### Actions to take
• a. Repeat word for word the stretch of the data sync guide from "Once a synchronization" through "and monitoring capabilities.".
• b. Shorten the paragraph of the data sync guide that begins "Once a synchronization job is configured," keeping its main facts.

GuidesData Sync

Data Sync Job Operations

Once a synchronization job is configured and created, you can manage it through various operations on the Tacnode platform. This guide covers the complete job lifecycle and monitoring capabilities.

Job Lifecycle Management

Data Sync jobs support the following operations:

  • Start: Initialize and begin the synchronization process
  • Pause: Temporarily halt synchronization while preserving state
  • Resume: Continue synchronization from where it was paused
  • Restart: Reset job state and begin synchronization from the beginning
  • Delete: Remove the job and all associated data

Job States

Understanding job states helps you monitor and manage synchronization effectively:

Initializing

  • Trigger: Job is starting up and establishing connections
  • Available Actions: Pause
  • Next State: Running (on success) or Failed (on error)

Running

  • Description: Job is actively synchronizing data
  • Available Actions: Pause
  • Behavior: Continues until manually paused or an error occurs

Paused

  • Description: Job is temporarily stopped but retains its position
  • Available Actions: Resume, Restart
  • Important: For PostgreSQL sources, extended pause periods may cause WAL log accumulation and increased disk usage

Succeeded

  • Description: Full synchronization jobs that completed successfully
  • Note: Only applies to full synchronization jobs; incremental jobs remain in "Running" state

Failed

  • Description: Job encountered an error and stopped
  • Available Actions: Restart (after addressing the issue)

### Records

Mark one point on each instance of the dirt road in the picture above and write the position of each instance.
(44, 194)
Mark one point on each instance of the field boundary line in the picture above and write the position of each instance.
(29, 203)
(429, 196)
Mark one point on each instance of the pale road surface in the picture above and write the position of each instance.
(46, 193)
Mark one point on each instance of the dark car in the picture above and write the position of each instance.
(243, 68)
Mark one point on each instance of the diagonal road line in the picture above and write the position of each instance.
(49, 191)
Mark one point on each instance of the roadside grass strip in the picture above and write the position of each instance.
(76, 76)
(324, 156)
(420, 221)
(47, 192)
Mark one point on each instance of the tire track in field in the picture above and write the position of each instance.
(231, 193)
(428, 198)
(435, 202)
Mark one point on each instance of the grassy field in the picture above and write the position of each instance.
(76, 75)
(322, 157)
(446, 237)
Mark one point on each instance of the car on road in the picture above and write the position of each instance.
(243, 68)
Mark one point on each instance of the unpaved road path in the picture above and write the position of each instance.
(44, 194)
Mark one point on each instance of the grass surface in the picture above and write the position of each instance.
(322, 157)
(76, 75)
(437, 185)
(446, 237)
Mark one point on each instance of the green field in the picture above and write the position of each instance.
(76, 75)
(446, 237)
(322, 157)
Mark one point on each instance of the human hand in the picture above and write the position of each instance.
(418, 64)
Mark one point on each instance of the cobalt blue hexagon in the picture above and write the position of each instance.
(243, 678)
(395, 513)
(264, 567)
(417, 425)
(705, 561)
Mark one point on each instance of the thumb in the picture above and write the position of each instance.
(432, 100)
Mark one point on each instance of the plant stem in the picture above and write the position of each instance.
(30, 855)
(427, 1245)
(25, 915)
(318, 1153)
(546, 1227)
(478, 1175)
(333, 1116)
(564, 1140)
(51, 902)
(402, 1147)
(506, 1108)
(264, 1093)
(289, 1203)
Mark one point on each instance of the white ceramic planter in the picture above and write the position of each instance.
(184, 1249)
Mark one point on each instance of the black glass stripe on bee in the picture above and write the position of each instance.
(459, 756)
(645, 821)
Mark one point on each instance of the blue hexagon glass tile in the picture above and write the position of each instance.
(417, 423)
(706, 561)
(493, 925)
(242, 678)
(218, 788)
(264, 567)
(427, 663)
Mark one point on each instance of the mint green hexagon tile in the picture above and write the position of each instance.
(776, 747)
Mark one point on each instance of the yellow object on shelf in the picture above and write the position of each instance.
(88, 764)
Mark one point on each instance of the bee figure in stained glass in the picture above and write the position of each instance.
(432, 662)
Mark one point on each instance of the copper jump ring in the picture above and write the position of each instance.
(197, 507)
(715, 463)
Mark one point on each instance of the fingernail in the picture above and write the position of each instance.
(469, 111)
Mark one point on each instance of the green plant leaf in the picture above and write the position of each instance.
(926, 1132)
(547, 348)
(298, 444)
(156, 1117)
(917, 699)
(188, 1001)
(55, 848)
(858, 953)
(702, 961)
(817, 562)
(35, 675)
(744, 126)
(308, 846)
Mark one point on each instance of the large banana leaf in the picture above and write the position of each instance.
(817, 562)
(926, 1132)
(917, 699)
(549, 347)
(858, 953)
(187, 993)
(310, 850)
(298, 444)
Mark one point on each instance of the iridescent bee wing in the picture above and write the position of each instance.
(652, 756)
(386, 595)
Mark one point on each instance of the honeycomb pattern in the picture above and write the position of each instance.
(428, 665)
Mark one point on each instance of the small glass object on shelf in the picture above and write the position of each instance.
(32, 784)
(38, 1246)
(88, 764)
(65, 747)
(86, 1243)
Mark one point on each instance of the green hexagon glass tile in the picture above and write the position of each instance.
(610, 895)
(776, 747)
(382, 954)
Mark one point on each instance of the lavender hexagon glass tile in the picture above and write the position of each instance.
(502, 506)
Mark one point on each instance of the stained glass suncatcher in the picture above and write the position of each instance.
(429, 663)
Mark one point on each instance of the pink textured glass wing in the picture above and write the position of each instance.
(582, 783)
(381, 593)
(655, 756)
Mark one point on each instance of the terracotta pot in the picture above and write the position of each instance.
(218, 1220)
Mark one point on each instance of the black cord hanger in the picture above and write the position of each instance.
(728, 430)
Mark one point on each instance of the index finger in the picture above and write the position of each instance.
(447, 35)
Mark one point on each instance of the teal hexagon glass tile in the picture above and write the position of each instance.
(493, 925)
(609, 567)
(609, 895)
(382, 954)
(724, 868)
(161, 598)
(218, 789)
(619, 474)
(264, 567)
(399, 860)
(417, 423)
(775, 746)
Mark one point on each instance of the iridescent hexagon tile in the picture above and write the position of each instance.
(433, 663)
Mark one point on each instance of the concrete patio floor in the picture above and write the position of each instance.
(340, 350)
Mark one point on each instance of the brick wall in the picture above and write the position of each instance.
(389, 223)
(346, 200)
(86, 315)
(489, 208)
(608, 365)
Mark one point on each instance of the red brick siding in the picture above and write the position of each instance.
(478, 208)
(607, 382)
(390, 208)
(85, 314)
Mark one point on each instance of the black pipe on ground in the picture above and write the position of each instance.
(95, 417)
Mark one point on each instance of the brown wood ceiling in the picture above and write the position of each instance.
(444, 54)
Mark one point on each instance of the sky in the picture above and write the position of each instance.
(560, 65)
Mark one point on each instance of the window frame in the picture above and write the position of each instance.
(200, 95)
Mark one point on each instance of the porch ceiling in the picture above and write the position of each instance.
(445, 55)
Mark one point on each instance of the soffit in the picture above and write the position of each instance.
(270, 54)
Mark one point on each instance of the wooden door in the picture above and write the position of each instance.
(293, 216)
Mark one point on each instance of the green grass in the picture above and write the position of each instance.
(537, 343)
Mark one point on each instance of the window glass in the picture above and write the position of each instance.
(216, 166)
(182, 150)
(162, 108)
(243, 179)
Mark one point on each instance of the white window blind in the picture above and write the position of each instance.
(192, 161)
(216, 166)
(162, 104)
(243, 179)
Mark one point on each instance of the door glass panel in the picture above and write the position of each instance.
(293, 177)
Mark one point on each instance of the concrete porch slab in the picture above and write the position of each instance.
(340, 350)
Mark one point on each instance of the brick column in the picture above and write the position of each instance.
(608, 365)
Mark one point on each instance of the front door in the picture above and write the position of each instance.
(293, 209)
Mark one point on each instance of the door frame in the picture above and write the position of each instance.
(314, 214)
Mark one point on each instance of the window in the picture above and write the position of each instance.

### Solutions to each task
• a.
Once a synchronization job is configured and created, you can manage it through various operations on the Tacnode platform. This guide covers the complete job lifecycle and monitoring capabilities.

• b. Configured and created sync jobs can be managed through operations on the Tacnode platform. The guide covers the full job lifecycle and monitoring.